• _GIVEN EXERCISE_
Put the stretch of items from the line containing "Thank you for the photo. Could you point to the denim" through the end of the items into a two-column CSV with the columns text and answer. Give one row per item, with each field in double quotes and any line breaks replaced by spaces.

Dataset rows about where objects appear

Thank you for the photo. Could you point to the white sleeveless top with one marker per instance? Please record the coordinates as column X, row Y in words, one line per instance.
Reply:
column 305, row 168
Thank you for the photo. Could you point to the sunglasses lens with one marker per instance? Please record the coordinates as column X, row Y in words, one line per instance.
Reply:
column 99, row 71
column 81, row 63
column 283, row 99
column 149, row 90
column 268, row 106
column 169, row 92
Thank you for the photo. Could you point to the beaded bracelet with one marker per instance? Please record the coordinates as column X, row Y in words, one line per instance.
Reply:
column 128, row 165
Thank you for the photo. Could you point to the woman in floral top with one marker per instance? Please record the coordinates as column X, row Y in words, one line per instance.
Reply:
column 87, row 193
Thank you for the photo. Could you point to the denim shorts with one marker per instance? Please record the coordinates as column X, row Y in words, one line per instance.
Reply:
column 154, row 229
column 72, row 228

• _SOLUTION TO THE EXERCISE_
text,answer
"Thank you for the photo. Could you point to the denim shorts with one marker per instance? Please record the coordinates as column X, row Y in words, one line per instance. Reply:","column 154, row 229 column 72, row 228"